>> start Records shown

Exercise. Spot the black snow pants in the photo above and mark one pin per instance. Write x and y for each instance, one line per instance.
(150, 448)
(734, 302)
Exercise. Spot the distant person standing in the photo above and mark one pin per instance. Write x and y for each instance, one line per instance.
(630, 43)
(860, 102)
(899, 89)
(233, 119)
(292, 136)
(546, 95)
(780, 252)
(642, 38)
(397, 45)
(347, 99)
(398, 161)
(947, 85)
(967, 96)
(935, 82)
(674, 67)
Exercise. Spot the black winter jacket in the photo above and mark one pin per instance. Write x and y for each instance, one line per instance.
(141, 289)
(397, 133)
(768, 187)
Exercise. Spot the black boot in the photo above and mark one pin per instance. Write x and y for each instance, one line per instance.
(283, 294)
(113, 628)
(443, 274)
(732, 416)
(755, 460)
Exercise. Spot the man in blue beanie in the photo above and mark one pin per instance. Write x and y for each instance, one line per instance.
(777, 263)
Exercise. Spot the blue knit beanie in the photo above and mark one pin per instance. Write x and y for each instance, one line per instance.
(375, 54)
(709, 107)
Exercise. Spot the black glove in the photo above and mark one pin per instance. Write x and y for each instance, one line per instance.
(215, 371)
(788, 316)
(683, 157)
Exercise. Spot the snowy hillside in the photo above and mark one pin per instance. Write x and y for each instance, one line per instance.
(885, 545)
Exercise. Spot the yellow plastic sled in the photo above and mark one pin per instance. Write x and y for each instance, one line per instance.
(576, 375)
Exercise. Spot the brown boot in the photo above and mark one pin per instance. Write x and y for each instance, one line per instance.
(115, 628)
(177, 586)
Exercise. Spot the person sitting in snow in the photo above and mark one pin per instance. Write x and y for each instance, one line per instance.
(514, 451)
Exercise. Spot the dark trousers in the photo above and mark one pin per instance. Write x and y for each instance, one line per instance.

>> end Records shown

** Task instructions **
Copy the records above exactly as they appear.

** Reply **
Exercise. Spot the black snow pants in the photo above and mark one pin per instance. Write x and y for each instance, one line per instance.
(150, 448)
(734, 302)
Exercise. Spot the distant person standing in the photo above and mark one pin per instance. Write x and y for each instance, one line per instance.
(630, 43)
(860, 102)
(899, 89)
(233, 119)
(292, 136)
(546, 95)
(780, 252)
(642, 38)
(397, 45)
(347, 99)
(398, 161)
(947, 85)
(967, 96)
(935, 82)
(674, 67)
Exercise. Spot the black winter jacket in the photo above and mark one pin per instance. Write x and y for each instance, one line per instance.
(141, 289)
(397, 133)
(768, 187)
Exercise. Spot the black boot in the photo above and mark one pin per instance. Write x and y for each instance, one line per instance.
(283, 294)
(113, 628)
(443, 274)
(732, 416)
(755, 460)
Exercise. Spot the man in blue beanie in the photo above and mark one pin per instance. Write x and y for each instance, one line per instance.
(777, 263)
Exercise. Spot the blue knit beanie in the photo above and mark one pin per instance. Write x and y for each instance, one line per instance.
(375, 54)
(709, 107)
Exercise. Spot the black glove in the photo above and mark one pin per instance. Write x and y for each instance, one line per instance.
(215, 371)
(788, 316)
(683, 157)
Exercise. Spot the snowy hillside in the photo above and mark one pin per instance. Write x and y for each instance, one line per instance.
(885, 545)
Exercise. Spot the yellow plastic sled in the photo above and mark one pin per instance. Write x and y for each instance, one line per instance.
(576, 375)
Exercise. Spot the brown boot in the photo above and mark one pin per instance. Write x and y for each instance, one line per instance.
(115, 628)
(177, 586)
Exercise. Spot the person sitting in snow in the photo above and mark one pin per instance. Write x and y for each instance, one line per instance.
(514, 451)
Exercise. Spot the dark trousers in the photo above and mark one pin per instance. Write x and y for each instance, one line per instance.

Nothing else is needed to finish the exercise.